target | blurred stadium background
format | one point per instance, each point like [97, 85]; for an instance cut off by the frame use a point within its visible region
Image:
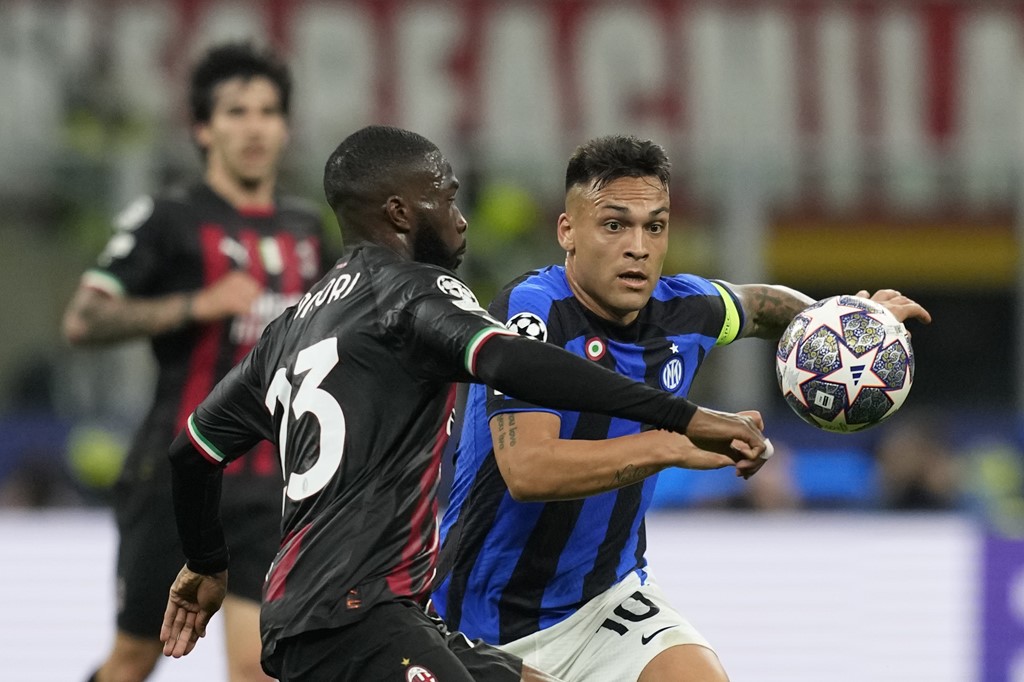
[828, 144]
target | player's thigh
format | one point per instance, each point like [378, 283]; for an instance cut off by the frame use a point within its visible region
[131, 658]
[394, 641]
[241, 617]
[684, 663]
[635, 627]
[484, 662]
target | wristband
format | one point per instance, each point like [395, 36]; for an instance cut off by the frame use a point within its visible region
[209, 565]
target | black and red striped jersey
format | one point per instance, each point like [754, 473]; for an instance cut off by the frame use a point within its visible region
[353, 384]
[182, 242]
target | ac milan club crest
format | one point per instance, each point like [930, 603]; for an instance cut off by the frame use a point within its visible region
[419, 674]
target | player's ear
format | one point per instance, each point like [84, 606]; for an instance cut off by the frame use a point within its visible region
[565, 237]
[398, 213]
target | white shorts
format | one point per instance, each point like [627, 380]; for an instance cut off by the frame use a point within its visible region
[612, 637]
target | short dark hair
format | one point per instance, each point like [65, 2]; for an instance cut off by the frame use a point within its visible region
[368, 160]
[605, 159]
[227, 60]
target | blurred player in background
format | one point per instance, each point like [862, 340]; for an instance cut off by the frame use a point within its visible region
[202, 271]
[354, 385]
[543, 543]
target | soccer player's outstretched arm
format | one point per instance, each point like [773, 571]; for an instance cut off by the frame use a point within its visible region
[769, 308]
[546, 375]
[197, 466]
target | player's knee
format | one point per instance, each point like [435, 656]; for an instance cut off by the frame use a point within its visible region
[127, 667]
[247, 671]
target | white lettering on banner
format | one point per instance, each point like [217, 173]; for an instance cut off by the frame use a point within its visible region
[923, 87]
[621, 62]
[521, 40]
[335, 62]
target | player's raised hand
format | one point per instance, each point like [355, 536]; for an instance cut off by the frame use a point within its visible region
[901, 306]
[232, 294]
[193, 601]
[738, 435]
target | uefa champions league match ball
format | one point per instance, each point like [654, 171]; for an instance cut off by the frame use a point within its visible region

● ● ● ●

The task: Reproduce the material above in full and without alteration, but skip all pictures.

Task result:
target | blurred stadium background
format | one point per instance, each point like [97, 85]; for an instance cut off by the frame use a point within its visible region
Image:
[828, 144]
target | player's thigh
format | one point per instance, each point like [378, 283]; for an instance cut off by the frame use a point within its visible region
[131, 658]
[394, 641]
[241, 617]
[684, 663]
[635, 627]
[484, 662]
target | wristband
format | one point per instance, each point like [395, 36]; for an instance cut off by the frame use a point within its visible region
[209, 565]
target | black and red striped jersey
format | one point per instance, each point like [754, 473]; for an instance cut off by the frame use a point within its visible region
[353, 384]
[182, 242]
target | ac milan club crest
format | one point per instance, each point like [930, 603]; for an instance cut off by the frame use a point within its visible region
[419, 674]
target | player's ear
format | one point per instance, each point like [84, 606]; for an instance cut off by the frame use a point within its visible region
[565, 237]
[398, 213]
target | white shorts
format | one point per instance, each point like [627, 380]; for an instance cut off by the frame use a point within its visible region
[612, 637]
target | short dark hair
format | one point per instance, each point like [65, 2]; for an instance cut off by the frame use a point within its visible region
[368, 160]
[605, 159]
[227, 60]
target | blurred player in background
format | one point per instance, each point like [862, 340]; for an instance cut off by the frame use a point within its visible region
[202, 271]
[354, 385]
[543, 543]
target | soccer player's outstretched arm
format | one point per instance, each point like [773, 571]; for an instance cut off by the frame use a point within its visible region
[769, 308]
[546, 375]
[197, 466]
target | player's knee
format | one point per instance, each point like [435, 656]; for an instance cut off by the frame use a point within its visible region
[127, 667]
[247, 671]
target | white lettering on banner
format | one point per instance, each point like [217, 173]; for an instance cut off by the frame use a point within its visible region
[923, 87]
[621, 62]
[521, 40]
[335, 62]
target | player's raised hand
format | one point per instance, each point like [355, 536]; for an instance cut off by the frame use a point within its visible region
[901, 306]
[232, 294]
[193, 601]
[738, 435]
target | uefa champions league match ball
format | one point per instance, each point like [654, 171]; for an instance cut off by the frame use a point within its visible region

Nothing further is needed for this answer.